Records from a dataset
···
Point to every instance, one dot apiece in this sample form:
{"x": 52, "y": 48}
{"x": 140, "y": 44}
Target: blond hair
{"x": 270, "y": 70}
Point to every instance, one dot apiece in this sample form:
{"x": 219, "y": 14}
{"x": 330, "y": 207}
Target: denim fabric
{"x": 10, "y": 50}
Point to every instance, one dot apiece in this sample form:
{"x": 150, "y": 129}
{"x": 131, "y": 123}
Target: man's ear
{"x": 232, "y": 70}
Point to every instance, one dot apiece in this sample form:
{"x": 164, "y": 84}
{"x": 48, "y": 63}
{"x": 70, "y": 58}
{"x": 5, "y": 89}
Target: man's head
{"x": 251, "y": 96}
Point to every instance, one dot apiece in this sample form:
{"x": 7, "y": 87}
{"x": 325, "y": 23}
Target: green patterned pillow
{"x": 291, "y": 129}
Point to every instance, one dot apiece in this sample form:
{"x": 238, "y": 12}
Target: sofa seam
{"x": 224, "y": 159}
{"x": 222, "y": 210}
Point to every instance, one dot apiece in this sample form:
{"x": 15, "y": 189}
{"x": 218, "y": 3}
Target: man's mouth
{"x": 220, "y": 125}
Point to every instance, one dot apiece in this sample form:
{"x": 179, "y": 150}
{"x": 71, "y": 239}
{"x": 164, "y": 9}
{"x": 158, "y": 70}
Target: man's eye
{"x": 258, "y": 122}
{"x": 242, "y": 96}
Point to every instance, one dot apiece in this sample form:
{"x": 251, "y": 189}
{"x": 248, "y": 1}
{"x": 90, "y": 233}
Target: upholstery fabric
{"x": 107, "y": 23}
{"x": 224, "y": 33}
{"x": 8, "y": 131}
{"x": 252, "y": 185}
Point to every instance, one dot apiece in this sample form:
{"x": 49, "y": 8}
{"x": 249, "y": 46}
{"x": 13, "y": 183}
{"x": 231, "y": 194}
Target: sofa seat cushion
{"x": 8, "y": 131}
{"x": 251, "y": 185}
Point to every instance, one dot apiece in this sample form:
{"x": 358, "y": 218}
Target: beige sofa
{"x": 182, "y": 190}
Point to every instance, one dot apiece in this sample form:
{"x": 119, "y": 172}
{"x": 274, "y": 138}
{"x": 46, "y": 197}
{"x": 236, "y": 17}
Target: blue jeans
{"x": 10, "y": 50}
···
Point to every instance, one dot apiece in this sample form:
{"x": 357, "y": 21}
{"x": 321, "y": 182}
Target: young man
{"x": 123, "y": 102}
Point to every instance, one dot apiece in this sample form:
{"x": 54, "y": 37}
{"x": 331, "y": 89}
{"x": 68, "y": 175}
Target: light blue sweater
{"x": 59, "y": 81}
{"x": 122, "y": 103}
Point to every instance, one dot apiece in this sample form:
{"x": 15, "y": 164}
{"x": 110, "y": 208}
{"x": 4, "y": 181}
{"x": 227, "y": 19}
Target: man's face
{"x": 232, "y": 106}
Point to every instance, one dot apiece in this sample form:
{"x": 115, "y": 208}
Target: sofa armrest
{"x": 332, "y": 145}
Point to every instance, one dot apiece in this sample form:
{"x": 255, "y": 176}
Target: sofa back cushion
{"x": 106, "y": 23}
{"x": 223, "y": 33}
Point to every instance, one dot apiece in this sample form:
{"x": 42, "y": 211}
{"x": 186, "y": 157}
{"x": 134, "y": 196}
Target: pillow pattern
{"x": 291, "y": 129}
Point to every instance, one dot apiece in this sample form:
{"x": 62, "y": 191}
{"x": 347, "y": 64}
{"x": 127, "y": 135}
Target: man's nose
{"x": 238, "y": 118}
···
▸ What you should do:
Filter the material above, keeping only the lines that contain the word "pillow". Copy each of those lines, and treat uppercase and lowercase letters as different.

▸ Reply:
Target: green patterned pillow
Target: pillow pattern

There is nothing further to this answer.